▶ _Exercise_: Using the passage below on Paul's argument, explain in one to three sentences why Christians ought to cleanse themselves of their former manner of life.

Understand the apostle’s argument: true Christians—who are the “dearly beloved” to whom Paul writes, and the dearly beloved of God—possess these promises that are integral to the covenant of grace. And, seeing that these promised blessings are indeed ours, therefore we ought to cleanse ourselves of our former unchristian manner of life—cleanse ourselves from all filthiness of the flesh and spirit, as Paul also says. We should put off the old man with his deeds, and we should instead strive toward perfecting holiness: completely manifesting holy living in the fear, or reverence, of God.

A heart-change outworked in a life set apart from sin and worldliness. Touch not the unclean thing, and God will receive you. Having therefore such promises as this, dearly beloved, let us…do what Paul said.


Appendix

Thomas Boston, Human Nature in its Fourfold State, Part 3 Chapter 1. (Paragraph breaks added.)

▶ _Data provided_:
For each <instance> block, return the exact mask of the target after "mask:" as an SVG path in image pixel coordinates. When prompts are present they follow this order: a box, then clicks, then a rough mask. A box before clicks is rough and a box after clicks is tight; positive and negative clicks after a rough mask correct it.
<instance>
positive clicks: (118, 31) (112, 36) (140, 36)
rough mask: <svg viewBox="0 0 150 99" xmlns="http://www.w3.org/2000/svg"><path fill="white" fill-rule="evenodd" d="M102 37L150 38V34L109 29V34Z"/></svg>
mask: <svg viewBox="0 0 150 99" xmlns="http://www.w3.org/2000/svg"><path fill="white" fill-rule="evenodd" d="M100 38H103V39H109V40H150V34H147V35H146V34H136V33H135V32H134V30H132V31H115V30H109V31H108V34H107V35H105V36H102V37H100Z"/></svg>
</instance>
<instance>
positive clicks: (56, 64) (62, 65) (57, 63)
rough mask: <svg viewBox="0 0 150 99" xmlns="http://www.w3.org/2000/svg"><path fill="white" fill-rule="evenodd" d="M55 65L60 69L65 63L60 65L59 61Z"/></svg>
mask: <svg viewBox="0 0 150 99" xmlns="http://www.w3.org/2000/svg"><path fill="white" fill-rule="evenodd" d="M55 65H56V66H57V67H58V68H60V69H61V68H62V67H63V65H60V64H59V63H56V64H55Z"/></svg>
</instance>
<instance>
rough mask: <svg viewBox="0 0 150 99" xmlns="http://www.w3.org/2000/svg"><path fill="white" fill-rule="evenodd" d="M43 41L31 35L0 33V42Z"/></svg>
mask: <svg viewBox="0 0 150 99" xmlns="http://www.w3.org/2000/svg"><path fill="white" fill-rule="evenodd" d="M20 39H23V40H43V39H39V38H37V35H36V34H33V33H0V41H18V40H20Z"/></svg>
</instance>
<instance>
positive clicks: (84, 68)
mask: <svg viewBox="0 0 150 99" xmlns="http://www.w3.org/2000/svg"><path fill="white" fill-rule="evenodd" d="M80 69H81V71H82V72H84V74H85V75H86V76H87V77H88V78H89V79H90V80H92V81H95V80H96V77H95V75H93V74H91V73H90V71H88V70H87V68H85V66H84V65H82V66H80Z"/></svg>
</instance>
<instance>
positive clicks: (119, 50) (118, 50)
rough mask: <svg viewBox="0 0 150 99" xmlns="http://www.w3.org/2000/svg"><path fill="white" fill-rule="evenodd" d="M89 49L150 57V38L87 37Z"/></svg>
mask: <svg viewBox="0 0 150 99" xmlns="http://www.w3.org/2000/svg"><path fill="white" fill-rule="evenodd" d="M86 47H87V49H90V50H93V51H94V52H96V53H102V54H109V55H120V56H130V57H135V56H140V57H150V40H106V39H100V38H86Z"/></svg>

▶ _Result below_: True Christians, the "dearly beloved" to whom Paul writes, possess the promises that are integral to the covenant of grace. Since these promised blessings are indeed theirs, they ought to cleanse themselves from all filthiness of the flesh and spirit and strive toward perfecting holiness in the fear of God.